▶

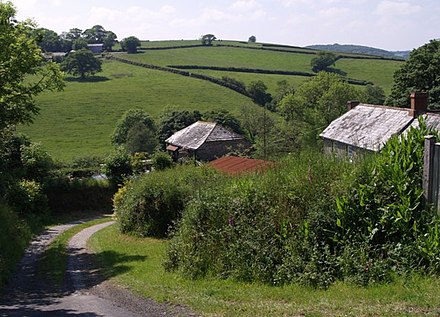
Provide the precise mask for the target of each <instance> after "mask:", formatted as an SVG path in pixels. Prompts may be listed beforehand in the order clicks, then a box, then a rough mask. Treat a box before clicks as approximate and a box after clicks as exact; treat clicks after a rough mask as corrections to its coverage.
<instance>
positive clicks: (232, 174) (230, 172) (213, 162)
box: [209, 156, 273, 175]
mask: <svg viewBox="0 0 440 317" xmlns="http://www.w3.org/2000/svg"><path fill="white" fill-rule="evenodd" d="M209 165H210V166H212V167H213V168H215V169H216V170H218V171H220V172H223V173H227V174H229V175H234V174H241V173H245V172H254V171H261V170H264V169H266V168H268V167H270V166H272V165H273V163H272V162H269V161H264V160H256V159H249V158H245V157H236V156H224V157H221V158H219V159H216V160H214V161H212V162H210V163H209Z"/></svg>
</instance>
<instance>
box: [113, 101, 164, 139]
mask: <svg viewBox="0 0 440 317" xmlns="http://www.w3.org/2000/svg"><path fill="white" fill-rule="evenodd" d="M138 124H142V125H143V126H144V127H143V128H142V129H148V130H150V132H149V133H153V134H155V132H156V126H155V124H154V121H153V119H152V118H151V117H150V115H149V114H147V113H146V112H145V111H143V110H140V109H130V110H128V111H127V112H126V113H125V114H124V115H123V116H122V118H121V119H120V120H119V121H118V123H117V124H116V128H115V131H114V132H113V134H112V136H111V142H112V144H113V145H115V146H121V145H125V144H126V143H127V139H128V134H129V131H130V129H132V128H133V127H135V126H136V125H138ZM138 127H139V126H138ZM134 131H136V130H135V129H134V130H133V131H132V134H133V133H134Z"/></svg>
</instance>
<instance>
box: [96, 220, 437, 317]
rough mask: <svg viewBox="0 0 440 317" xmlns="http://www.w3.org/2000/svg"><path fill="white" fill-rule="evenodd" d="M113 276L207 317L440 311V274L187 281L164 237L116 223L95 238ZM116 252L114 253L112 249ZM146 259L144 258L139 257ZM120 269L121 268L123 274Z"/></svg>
mask: <svg viewBox="0 0 440 317" xmlns="http://www.w3.org/2000/svg"><path fill="white" fill-rule="evenodd" d="M89 243H90V246H91V248H92V249H93V250H94V251H95V252H96V253H97V259H98V261H99V263H100V265H102V266H103V268H104V274H105V275H106V276H107V277H113V279H114V281H115V282H116V283H118V284H121V285H124V286H127V287H129V288H130V289H132V290H133V291H135V292H136V293H139V294H141V295H143V296H146V297H148V298H153V299H155V300H157V301H161V302H164V301H167V302H171V303H175V304H184V305H187V306H189V307H190V308H191V309H192V310H194V311H197V312H199V313H201V314H203V315H205V316H409V315H411V316H438V315H439V314H440V308H439V307H440V279H439V278H438V277H420V276H409V277H407V278H398V279H397V280H396V282H394V283H392V284H386V285H376V286H372V287H368V288H362V287H357V286H352V285H348V284H345V283H337V284H335V285H333V286H331V287H330V288H329V289H328V290H315V289H311V288H306V287H302V286H297V285H288V286H283V287H271V286H268V285H260V284H246V283H240V282H235V281H231V280H212V279H201V280H187V279H184V278H182V277H181V276H179V275H178V274H175V273H168V272H165V271H164V269H163V267H162V261H163V257H164V255H165V250H166V244H167V242H166V241H164V240H157V239H151V238H133V237H129V236H125V235H121V234H120V233H119V232H118V231H117V229H116V227H115V226H111V227H109V228H106V229H103V230H101V231H100V232H98V233H97V234H95V235H94V236H93V237H92V238H91V240H90V242H89ZM109 251H110V252H109ZM139 259H142V260H139ZM117 272H119V273H117Z"/></svg>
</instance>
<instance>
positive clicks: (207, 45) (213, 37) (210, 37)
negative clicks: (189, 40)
mask: <svg viewBox="0 0 440 317" xmlns="http://www.w3.org/2000/svg"><path fill="white" fill-rule="evenodd" d="M216 39H217V38H216V37H215V35H214V34H205V35H203V36H202V38H201V39H200V40H201V41H202V44H203V45H206V46H211V45H212V42H213V41H215V40H216Z"/></svg>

◀

**Work order**. Leaving out the pictures, repeat all the entries exactly as they stand.

**Result**.
Provide the precise mask for the target of each <instance> after "mask:", formatted as an SVG path in pixels. Prompts may be listed beforehand in the order clicks, then a box, then a rough mask. Treat a box before clicks as approximate and a box after clicks as exact; treat clicks after a rough mask as corrections to its coverage.
<instance>
positive clicks: (232, 174) (230, 172) (213, 162)
box: [209, 156, 273, 175]
mask: <svg viewBox="0 0 440 317" xmlns="http://www.w3.org/2000/svg"><path fill="white" fill-rule="evenodd" d="M209 165H210V166H212V167H213V168H215V169H216V170H218V171H220V172H223V173H227V174H229V175H234V174H241V173H245V172H254V171H261V170H264V169H266V168H268V167H270V166H272V165H273V163H272V162H269V161H264V160H256V159H249V158H245V157H236V156H224V157H221V158H219V159H216V160H214V161H212V162H210V163H209Z"/></svg>
</instance>
<instance>
box: [113, 101, 164, 139]
mask: <svg viewBox="0 0 440 317" xmlns="http://www.w3.org/2000/svg"><path fill="white" fill-rule="evenodd" d="M138 124H142V125H143V126H144V127H143V128H142V129H148V130H150V132H149V133H153V134H155V132H156V126H155V124H154V121H153V119H152V118H151V117H150V115H149V114H147V113H146V112H145V111H143V110H140V109H130V110H128V111H127V112H126V113H125V114H124V115H123V116H122V118H121V119H120V120H119V121H118V123H117V124H116V128H115V131H114V132H113V134H112V136H111V142H112V144H113V145H115V146H121V145H125V144H126V143H127V139H128V134H129V131H130V129H132V128H133V127H135V126H136V125H138ZM138 127H139V126H138ZM134 131H136V130H135V129H134V130H133V131H132V134H133V133H134Z"/></svg>
</instance>
<instance>
box: [96, 220, 437, 317]
rough mask: <svg viewBox="0 0 440 317" xmlns="http://www.w3.org/2000/svg"><path fill="white" fill-rule="evenodd" d="M113 276L207 317L440 311V274L187 281L164 237L116 223L95 238ZM116 252L114 253L112 249ZM146 259L144 258L139 257ZM120 269L121 268L123 274Z"/></svg>
mask: <svg viewBox="0 0 440 317" xmlns="http://www.w3.org/2000/svg"><path fill="white" fill-rule="evenodd" d="M89 243H90V246H91V248H92V249H93V250H94V251H95V252H96V253H97V259H98V261H99V263H100V265H102V266H103V268H104V274H105V275H106V276H107V277H113V279H114V281H115V282H116V283H118V284H121V285H124V286H127V287H129V288H130V289H132V290H133V291H135V292H136V293H139V294H141V295H143V296H146V297H148V298H153V299H155V300H157V301H161V302H164V301H167V302H171V303H175V304H184V305H187V306H189V307H190V308H191V309H192V310H194V311H197V312H199V313H201V314H203V315H205V316H409V315H411V316H438V315H439V314H440V308H439V307H440V279H439V278H438V277H420V276H409V277H407V278H398V279H397V280H396V282H394V283H392V284H386V285H376V286H372V287H368V288H362V287H357V286H352V285H348V284H345V283H337V284H335V285H333V286H331V287H330V288H329V289H328V290H315V289H311V288H306V287H302V286H297V285H288V286H283V287H271V286H268V285H260V284H246V283H240V282H235V281H231V280H212V279H201V280H187V279H184V278H182V277H181V276H179V275H178V274H175V273H168V272H165V271H164V269H163V267H162V261H163V257H164V255H165V250H166V244H167V242H166V241H164V240H157V239H151V238H133V237H129V236H125V235H121V234H120V233H119V232H118V231H117V229H116V227H115V226H111V227H109V228H106V229H103V230H101V231H100V232H98V233H97V234H95V235H94V236H93V237H92V238H91V240H90V242H89ZM109 251H110V252H109ZM139 259H142V260H139ZM117 272H119V273H117Z"/></svg>
</instance>
<instance>
positive clicks: (207, 45) (213, 37) (210, 37)
negative clicks: (189, 40)
mask: <svg viewBox="0 0 440 317" xmlns="http://www.w3.org/2000/svg"><path fill="white" fill-rule="evenodd" d="M216 39H217V38H216V37H215V35H214V34H205V35H203V36H202V38H201V39H200V40H201V41H202V44H203V45H206V46H211V45H212V42H213V41H215V40H216Z"/></svg>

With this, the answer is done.